[EXCERPTED TEXT]
While the Prince Albert Northern Bears didn’t come home as Esso Cup champions, they came back with the next best thing: experience. The team will relive the tournament all over again next season when the Esso Cup comes to the Art Hauser in Prince Albert, with the Bears once again serving as the host team.
Although they failed to make it to the semi finals after a 2-0-3-0 record through round robin play, the Bears played some of their best games of the entire season throughout their stay in Alberta. Many people counted Prince Albert out before the tournament even started, given the pedigree of the champion teams from across the country that participated. However the team was able to pull out a couple of big wins, and show that they did indeed deserve to play.
“I’m very proud of our girls and how they played,” Bears head coach Steve Young said. “There were six teams there and our path was a little bit different. I think once we got there, our girls realized that they did deserve to be there, and all we had to do was work hard and compete. Once they laced their skates up, they went and played with that mindset, and I’m very proud of them for the way they played.”
The team was able to have some fun during the tournament as well. Country music nights became a regular thing in their hotel rooms, and they even invited the Quebec team over to share some laughs. Their stay in Okotoks showed that there is more to hockey than the game itself. Young said it was a fun way to take their mind off of the game and just enjoy their time at the tournament.
“The whole experience was great, and I don’t think you realize that until you get there. I think from the start of the tournament when we walked through the dressing room and see all the Esso Cup stuff set up and knowing that this is where you are was great. The games were intense and high tempo.
“The girls were also able to meet new people and make some new friends along the way. Their big thing happened to be with Quebec, and I thought it was great.”
The Bears are slated as the 2023 Esso Cup hosts, which means that the tournament will finally be played at the Art Hauser Centre in Prince Albert if nothing changes. The city was supposed to host the tournament in 2020, but COVID-19 put a wash into those plans.
Young looking forward to returning as Bears head coach
Steve Young made it clear that he has unfinished business behind the Prince Albert Northern Bears bench, and that business will pick up in the fall when the team kicks off their training camp. The veteran hockey coach joined the team at the beginning of February, following the resignation of former head coach Jeff Willoughby.

[DATA SUPPLIED]
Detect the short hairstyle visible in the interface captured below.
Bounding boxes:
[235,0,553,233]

* * *

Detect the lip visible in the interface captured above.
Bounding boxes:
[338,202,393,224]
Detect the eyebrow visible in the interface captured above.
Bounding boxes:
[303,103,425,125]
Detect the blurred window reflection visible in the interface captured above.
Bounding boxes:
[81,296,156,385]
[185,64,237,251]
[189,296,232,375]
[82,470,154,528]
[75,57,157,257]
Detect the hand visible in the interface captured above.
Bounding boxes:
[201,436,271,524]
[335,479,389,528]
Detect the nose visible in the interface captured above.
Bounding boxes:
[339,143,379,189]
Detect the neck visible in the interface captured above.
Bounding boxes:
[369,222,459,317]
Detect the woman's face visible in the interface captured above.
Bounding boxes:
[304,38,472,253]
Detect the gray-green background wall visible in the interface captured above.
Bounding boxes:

[EXERCISE 1] Reproduce the passage of the Northern Bears article starting at "While the Prince" and ending at "the host team.".
[EXERCISE 2] Carry on the Northern Bears article from the point where it stops.

[RESULT 1]
While the Prince Albert Northern Bears didn’t come home as Esso Cup champions, they came back with the next best thing: experience. The team will relive the tournament all over again next season when the Esso Cup comes to the Art Hauser in Prince Albert, with the Bears once again serving as the host team.

[RESULT 2]
“It was a tough time,” Young explained. “You look at Jeff and know that he’s put in a lot of years of work and effort into the organization. For him to step aside at that time of the year wasn’t easy for him, and it wasn’t easy for anyone. But at the same time, you have to move forward, and that’s what the Bears did.”
The team was coming off of back to back losses to the Regina Rebels, and the coaching change brought up some new questions marks about the team’s identity. When the team was facing one of their toughest stretches of the season after collecting just two wins in eight games in January, Young was able to sturdy the ship, and get his new group back on track. They finished the regular season with a 3-2-1-0 record under their new coach, before a quick exit in the playoffs.
“We came into a situation with the exact same players,” Young said. “We pushed them in a direction that we felt they had to go. Losing to Saskatoon in the first round was tough, but I think that everything we did this year from start to finish, the girls learned something every day. Whether it was on the ice with games and practices, or off the ice with everything that’s gone on, there were a lot of hard learned lessons. By the time they got to the Esso Cup, we put all of those lessons to work.
“One thing I really look at with these girls is that they were a really good group. They worked hard and paid attention to what needed to be done. They got along and they were very easy to coach. I think the group that we did have this year was one that believed that they should be at the cup, and they were excited about that all year. I think that made it a little easier because their drive was knowing that at the end of the year they would be at the Esso Cup.”
When confirming that he will be with the team next season, which will feature another Bears team playing at the Esso Cup, Young explained what he is looking forward to about next year’s team.
“The main thing is that the girls who will be coming back have gained experience at the Esso Cup. With us hosting next season, it won’t be easy again and we know that. It’s seven games in seven days, and it’s grueling. Your hockey skills and conditioning have to be at its top level. It will also be a fresh start for everyone. It’ll be at the start of the year where we kick things off. I think anytime you can start fresh, you can set your goals and take it from day one.”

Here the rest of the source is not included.